REQUIRED TASK – Write out the listing exactly, starting at the line that contains "trace the outline of every instance of the green" and ending at the line that contains "90), (206, 90)]".

SUPPLIED MATERIAL –
# # #

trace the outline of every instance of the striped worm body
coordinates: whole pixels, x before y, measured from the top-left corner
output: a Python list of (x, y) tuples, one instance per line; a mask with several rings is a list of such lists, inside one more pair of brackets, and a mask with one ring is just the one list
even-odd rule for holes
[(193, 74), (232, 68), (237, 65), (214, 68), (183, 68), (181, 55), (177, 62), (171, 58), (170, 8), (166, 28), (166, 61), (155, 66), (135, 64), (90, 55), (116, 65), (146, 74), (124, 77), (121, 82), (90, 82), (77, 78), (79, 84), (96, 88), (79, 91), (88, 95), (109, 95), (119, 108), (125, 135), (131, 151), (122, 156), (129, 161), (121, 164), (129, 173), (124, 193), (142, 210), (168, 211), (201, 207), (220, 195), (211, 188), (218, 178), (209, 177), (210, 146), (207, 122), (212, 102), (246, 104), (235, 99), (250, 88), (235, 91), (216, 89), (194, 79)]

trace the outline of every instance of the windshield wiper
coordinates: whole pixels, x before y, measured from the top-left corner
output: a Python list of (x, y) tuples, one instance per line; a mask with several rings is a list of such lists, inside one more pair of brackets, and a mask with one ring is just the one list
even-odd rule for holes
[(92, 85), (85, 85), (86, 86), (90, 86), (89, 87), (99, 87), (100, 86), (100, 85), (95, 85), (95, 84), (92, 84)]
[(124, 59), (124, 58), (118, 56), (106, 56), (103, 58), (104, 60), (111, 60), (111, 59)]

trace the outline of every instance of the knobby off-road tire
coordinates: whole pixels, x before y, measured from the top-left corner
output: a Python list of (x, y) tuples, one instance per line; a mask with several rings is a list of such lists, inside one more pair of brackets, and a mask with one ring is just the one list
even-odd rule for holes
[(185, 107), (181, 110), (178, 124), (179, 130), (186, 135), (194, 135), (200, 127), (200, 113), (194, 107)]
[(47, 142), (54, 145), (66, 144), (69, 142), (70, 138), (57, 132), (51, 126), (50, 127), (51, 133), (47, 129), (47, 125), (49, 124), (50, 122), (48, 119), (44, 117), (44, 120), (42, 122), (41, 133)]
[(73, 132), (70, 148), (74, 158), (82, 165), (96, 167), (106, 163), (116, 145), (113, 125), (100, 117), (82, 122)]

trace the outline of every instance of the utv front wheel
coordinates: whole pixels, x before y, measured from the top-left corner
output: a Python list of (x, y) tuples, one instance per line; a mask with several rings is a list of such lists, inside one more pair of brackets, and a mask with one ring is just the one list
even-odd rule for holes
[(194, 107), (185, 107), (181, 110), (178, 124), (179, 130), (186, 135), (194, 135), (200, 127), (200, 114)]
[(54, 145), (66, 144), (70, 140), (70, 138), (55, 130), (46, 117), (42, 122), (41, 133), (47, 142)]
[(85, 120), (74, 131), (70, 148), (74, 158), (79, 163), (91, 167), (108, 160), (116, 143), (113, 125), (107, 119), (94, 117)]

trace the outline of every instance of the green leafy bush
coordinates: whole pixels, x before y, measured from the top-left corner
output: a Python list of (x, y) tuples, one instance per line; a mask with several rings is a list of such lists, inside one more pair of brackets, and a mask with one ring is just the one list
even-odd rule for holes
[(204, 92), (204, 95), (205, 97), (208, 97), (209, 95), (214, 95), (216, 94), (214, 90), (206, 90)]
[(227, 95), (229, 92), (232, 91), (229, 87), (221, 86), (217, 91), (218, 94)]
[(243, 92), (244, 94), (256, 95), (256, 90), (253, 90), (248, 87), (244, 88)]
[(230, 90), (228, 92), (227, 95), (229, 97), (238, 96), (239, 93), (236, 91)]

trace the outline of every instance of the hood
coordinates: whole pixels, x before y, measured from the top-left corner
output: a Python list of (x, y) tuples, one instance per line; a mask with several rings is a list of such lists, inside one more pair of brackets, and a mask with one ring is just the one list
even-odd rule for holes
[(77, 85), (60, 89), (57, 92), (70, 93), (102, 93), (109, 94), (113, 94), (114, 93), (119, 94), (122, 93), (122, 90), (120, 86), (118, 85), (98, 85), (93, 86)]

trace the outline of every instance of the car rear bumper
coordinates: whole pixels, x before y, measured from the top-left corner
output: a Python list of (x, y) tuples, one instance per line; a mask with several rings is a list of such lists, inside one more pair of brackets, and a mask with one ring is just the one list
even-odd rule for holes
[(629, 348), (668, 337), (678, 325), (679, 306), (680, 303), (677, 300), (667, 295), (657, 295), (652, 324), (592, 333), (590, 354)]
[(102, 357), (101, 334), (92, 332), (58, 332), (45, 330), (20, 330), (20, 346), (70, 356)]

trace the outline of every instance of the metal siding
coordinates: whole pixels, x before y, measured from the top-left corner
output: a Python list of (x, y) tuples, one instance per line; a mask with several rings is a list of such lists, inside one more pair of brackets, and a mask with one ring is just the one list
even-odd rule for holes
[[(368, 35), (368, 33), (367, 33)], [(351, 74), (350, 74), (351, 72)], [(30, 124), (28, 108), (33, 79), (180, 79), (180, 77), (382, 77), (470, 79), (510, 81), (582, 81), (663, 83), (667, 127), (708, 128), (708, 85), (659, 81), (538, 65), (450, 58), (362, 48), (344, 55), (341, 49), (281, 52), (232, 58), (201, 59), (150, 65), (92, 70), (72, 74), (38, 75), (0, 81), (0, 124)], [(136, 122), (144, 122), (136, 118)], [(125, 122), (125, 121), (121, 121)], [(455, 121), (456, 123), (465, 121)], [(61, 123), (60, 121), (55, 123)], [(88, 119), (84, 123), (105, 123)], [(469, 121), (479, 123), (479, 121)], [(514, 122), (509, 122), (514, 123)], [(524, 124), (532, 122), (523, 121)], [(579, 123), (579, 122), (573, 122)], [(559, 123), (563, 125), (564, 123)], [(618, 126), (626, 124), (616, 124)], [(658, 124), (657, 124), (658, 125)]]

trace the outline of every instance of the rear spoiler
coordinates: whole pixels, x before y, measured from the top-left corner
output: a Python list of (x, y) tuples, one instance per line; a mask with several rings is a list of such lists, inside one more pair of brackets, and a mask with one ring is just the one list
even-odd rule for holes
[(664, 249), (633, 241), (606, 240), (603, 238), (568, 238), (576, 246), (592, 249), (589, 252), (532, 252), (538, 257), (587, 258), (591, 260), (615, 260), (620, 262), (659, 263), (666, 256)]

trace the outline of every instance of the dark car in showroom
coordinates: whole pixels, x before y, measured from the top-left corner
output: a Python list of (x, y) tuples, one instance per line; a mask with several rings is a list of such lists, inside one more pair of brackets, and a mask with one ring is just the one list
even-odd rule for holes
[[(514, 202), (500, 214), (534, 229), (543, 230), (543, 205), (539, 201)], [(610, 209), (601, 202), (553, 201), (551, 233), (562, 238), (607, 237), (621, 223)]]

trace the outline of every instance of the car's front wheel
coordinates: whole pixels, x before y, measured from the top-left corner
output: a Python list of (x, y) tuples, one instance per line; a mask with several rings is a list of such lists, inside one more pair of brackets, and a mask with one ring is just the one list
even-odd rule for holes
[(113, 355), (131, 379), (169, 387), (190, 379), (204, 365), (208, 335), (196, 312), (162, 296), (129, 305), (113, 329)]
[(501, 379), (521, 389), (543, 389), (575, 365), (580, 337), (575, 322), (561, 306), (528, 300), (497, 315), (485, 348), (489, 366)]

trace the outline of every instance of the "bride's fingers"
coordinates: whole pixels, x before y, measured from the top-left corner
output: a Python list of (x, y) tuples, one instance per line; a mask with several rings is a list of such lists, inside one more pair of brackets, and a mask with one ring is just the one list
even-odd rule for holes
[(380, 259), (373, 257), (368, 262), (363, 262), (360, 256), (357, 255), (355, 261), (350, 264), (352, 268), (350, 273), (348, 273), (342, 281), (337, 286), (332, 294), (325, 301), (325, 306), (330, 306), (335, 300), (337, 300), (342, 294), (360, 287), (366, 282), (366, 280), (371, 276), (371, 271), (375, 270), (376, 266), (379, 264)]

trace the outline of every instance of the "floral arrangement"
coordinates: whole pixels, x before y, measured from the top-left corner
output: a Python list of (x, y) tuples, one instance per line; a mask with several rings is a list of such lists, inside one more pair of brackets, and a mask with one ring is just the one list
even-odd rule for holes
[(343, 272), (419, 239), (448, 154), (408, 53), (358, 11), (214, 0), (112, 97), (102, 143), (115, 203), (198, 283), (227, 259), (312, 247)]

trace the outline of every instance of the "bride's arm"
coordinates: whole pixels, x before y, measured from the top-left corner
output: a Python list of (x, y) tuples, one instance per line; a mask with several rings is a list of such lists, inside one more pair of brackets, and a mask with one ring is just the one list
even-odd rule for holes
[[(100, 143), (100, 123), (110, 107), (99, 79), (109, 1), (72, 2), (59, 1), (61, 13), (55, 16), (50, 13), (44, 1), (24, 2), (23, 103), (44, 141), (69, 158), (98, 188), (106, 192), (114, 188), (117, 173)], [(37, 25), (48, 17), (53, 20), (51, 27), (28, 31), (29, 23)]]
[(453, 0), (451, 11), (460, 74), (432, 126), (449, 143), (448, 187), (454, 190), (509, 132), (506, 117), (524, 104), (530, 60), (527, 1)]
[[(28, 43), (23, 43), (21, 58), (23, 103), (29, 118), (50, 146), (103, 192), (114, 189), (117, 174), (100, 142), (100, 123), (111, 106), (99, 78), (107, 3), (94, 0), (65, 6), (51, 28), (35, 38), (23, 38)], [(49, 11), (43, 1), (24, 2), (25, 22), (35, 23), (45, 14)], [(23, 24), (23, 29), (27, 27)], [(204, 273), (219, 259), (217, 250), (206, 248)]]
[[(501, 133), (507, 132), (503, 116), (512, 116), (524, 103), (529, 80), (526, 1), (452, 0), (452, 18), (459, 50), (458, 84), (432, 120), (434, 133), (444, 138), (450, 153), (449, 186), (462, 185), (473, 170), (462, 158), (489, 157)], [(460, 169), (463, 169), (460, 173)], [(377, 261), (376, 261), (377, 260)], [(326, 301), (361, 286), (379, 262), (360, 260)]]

# # #

RESULT –
trace the outline of every instance of the green leafy bush
coordinates: whole pixels, x before y, measured from the top-left corner
output: a Python list of (x, y) tuples, one instance per line; a mask with several rings is a list of such lists, inside one more pair of brackets, and a mask with one ring is just the one list
even-odd rule for holes
[(204, 92), (204, 95), (205, 97), (208, 97), (209, 95), (214, 95), (216, 94), (214, 90), (206, 90)]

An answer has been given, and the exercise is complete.